Copy out everything from the line containing "Exercise. Mark the white new" down to the end of the material, with both of those lines included. Omit the pictures.
--*--
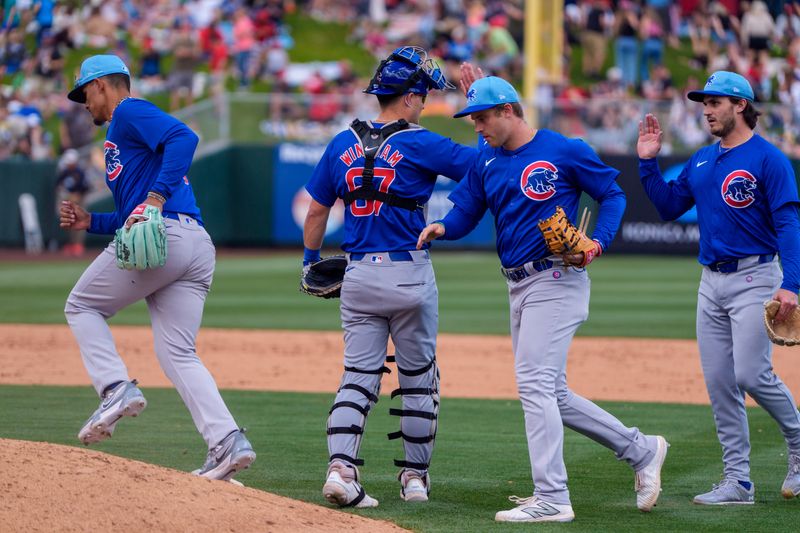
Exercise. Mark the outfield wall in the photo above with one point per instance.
(253, 195)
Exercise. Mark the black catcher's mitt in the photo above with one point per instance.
(324, 278)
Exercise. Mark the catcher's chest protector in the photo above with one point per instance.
(372, 139)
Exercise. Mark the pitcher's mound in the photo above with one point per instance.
(48, 487)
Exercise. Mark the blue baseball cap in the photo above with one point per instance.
(486, 93)
(93, 68)
(724, 83)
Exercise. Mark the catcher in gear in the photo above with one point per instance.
(745, 192)
(147, 155)
(522, 175)
(384, 171)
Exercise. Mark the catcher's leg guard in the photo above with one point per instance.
(419, 389)
(357, 394)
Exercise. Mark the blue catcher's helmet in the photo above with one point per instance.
(407, 70)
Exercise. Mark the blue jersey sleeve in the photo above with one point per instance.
(451, 159)
(787, 226)
(165, 134)
(321, 186)
(469, 199)
(671, 199)
(781, 186)
(598, 180)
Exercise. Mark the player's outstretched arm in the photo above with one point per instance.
(650, 137)
(431, 232)
(72, 216)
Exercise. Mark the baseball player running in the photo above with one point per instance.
(746, 197)
(521, 176)
(147, 155)
(385, 170)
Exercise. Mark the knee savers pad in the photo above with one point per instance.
(419, 389)
(347, 418)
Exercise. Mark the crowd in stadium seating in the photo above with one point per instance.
(210, 43)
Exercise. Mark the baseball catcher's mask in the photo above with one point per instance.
(407, 69)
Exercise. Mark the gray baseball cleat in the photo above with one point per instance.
(233, 454)
(791, 485)
(728, 492)
(532, 509)
(123, 400)
(343, 489)
(648, 479)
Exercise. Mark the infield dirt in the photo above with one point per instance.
(47, 487)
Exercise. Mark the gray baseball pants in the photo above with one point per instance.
(546, 309)
(736, 356)
(383, 297)
(175, 296)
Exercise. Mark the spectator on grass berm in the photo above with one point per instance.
(626, 43)
(151, 78)
(15, 52)
(758, 28)
(501, 51)
(76, 127)
(651, 31)
(598, 19)
(244, 43)
(218, 63)
(700, 36)
(98, 32)
(187, 55)
(73, 186)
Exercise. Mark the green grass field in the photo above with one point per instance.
(481, 456)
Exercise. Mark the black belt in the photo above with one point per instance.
(522, 272)
(728, 267)
(394, 256)
(177, 216)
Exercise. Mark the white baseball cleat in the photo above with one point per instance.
(343, 489)
(233, 454)
(728, 492)
(791, 485)
(532, 509)
(123, 400)
(413, 487)
(648, 479)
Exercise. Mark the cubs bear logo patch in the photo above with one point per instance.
(113, 164)
(738, 189)
(537, 180)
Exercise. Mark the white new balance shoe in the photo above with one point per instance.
(532, 509)
(648, 479)
(791, 485)
(343, 489)
(413, 487)
(233, 454)
(123, 400)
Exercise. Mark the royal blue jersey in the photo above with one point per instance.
(407, 165)
(146, 150)
(523, 186)
(736, 192)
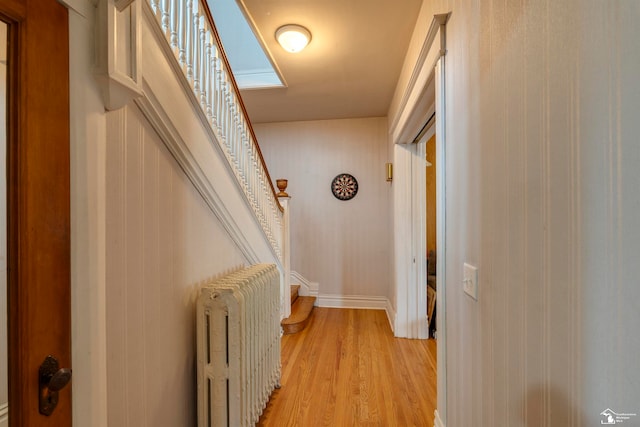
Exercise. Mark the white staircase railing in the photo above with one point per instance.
(191, 33)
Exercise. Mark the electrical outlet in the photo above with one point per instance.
(470, 281)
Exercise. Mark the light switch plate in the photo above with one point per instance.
(470, 282)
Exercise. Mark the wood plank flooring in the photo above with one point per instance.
(347, 369)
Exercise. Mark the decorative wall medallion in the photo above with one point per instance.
(344, 186)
--*--
EXPECTED OUTPUT ▸
Exercise. Mark the white new balance shoe in the photo above with one point per instance.
(532, 509)
(648, 479)
(791, 485)
(343, 489)
(413, 487)
(233, 454)
(123, 400)
Exercise. Mark the royal blue jersey in the photo above with one point per instance.
(407, 165)
(146, 150)
(523, 186)
(736, 192)
Exercise. Mark the white staircase railing in the photo above with one point per instance.
(191, 33)
Exercise. Mark the electrical outlet in the photo above with one point per instance.
(470, 281)
Exercise. Mark the light switch plate in the photo above with one point per instance.
(470, 282)
Exercise. Mark the wood plank flooring in the photo above with one point per instance.
(347, 369)
Exercise. Mark the decorative wall medallion in the photo above with one point per instance.
(344, 186)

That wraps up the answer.